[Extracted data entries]
********

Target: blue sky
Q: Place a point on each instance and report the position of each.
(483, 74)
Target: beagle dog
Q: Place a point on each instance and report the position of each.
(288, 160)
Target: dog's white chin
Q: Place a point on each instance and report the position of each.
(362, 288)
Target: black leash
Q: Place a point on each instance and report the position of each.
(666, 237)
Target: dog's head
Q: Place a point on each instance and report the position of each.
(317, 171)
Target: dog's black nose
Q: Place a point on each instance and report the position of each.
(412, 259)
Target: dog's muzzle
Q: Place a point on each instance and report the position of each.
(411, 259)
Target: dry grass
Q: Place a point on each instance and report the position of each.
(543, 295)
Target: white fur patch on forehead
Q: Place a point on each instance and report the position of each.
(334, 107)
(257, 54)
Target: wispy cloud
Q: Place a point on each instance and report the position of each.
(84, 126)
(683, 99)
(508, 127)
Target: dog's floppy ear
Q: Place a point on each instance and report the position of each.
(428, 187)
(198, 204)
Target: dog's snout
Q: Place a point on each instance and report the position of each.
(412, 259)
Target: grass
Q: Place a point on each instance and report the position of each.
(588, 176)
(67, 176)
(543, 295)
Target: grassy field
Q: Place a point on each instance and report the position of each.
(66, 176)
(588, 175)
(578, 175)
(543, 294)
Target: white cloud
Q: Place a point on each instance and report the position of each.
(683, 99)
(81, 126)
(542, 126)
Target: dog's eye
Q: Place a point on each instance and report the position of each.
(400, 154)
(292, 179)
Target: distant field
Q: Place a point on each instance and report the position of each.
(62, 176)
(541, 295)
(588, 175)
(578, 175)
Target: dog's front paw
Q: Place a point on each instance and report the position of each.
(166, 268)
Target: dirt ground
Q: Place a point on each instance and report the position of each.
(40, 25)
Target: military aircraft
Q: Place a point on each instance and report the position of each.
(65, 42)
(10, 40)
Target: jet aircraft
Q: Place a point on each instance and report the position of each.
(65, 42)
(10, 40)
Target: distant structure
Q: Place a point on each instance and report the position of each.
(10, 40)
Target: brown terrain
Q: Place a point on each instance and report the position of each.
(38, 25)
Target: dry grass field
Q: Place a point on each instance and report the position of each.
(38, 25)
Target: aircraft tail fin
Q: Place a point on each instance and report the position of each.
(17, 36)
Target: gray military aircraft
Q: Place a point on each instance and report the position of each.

********

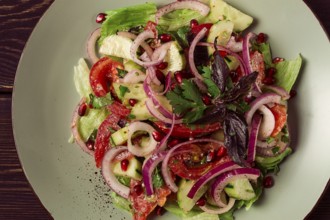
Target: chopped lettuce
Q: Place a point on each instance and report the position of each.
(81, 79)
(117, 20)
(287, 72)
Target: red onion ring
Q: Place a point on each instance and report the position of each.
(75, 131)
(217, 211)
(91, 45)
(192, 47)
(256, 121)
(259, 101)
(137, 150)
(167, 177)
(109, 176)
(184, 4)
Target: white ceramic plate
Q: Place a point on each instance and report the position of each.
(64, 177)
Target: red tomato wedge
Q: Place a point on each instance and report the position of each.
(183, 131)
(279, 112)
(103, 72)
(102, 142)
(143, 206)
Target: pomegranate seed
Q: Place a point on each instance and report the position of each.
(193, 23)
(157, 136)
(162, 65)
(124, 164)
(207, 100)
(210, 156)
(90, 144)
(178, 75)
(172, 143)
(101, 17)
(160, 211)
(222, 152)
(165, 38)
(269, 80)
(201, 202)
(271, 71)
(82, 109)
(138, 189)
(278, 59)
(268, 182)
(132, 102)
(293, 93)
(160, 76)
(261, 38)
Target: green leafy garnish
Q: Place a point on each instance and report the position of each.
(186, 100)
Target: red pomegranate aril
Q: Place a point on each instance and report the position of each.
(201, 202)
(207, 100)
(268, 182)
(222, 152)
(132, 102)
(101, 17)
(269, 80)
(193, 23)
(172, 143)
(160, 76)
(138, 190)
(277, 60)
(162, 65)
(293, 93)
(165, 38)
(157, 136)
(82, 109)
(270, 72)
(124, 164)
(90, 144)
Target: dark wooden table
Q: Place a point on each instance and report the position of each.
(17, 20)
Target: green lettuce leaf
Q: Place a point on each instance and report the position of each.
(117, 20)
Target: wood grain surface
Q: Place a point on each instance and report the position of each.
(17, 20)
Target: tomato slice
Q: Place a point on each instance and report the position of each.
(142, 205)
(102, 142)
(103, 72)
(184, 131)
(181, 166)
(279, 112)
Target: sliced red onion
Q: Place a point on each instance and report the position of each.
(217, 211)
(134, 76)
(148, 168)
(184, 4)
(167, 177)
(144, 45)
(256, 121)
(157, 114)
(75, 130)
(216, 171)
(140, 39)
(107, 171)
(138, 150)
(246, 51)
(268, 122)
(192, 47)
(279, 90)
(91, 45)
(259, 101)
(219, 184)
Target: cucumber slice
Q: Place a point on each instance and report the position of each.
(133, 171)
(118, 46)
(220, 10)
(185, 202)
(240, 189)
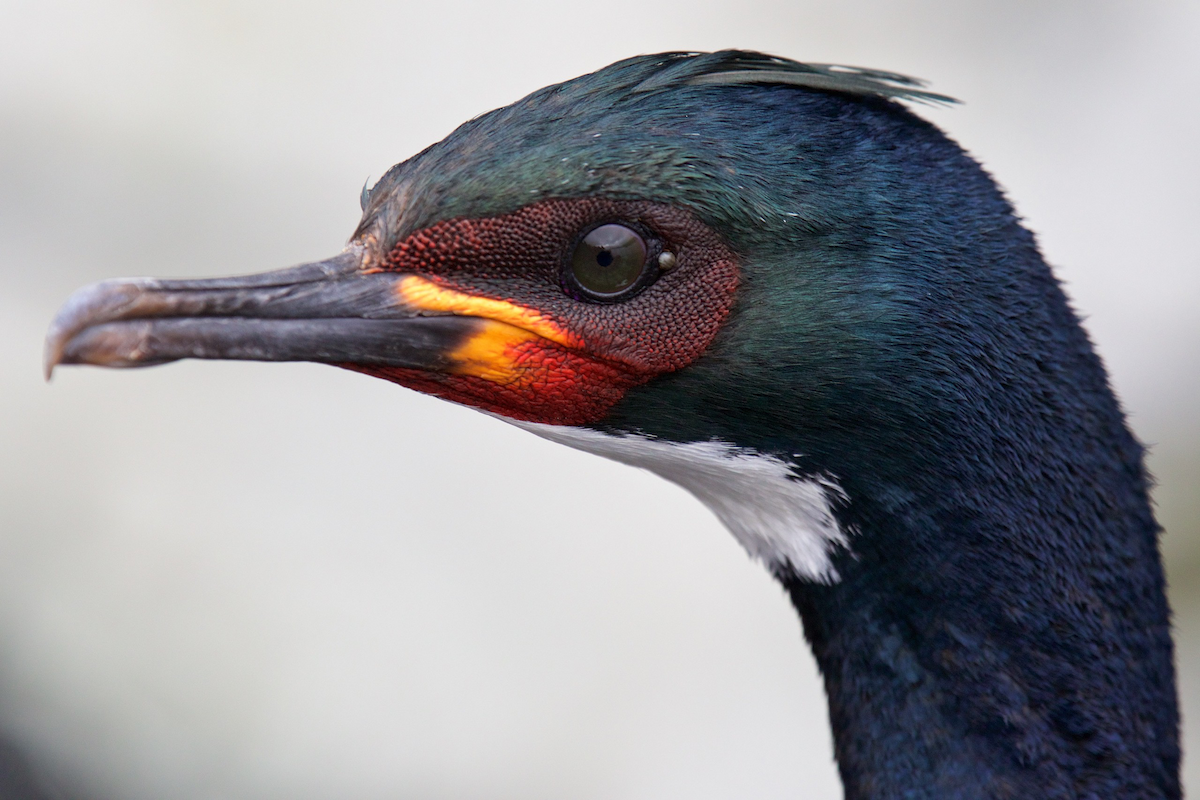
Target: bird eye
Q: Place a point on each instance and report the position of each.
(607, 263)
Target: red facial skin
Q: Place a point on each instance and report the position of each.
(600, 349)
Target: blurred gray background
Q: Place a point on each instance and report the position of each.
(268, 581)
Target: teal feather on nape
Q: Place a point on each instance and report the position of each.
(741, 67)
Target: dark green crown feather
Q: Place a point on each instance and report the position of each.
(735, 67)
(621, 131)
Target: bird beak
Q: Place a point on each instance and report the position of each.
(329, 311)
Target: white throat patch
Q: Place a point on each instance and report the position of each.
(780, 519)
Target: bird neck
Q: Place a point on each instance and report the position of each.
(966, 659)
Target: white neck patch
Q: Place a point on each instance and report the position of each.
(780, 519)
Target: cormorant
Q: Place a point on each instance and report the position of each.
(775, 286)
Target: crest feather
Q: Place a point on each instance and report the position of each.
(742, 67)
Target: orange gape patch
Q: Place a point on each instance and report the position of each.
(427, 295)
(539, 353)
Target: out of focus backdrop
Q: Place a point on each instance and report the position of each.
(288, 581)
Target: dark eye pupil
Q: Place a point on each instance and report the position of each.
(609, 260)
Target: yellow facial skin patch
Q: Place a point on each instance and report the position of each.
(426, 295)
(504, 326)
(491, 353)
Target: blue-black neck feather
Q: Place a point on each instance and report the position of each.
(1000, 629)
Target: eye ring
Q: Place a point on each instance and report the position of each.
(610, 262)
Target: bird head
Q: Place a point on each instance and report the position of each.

********

Task directions -
Filter the items above and copy every line that contains the word "pomegranate", treating uppercase and lowercase letters as different.

Exercise result -
Target: pomegranate seed
Target: red pomegranate aril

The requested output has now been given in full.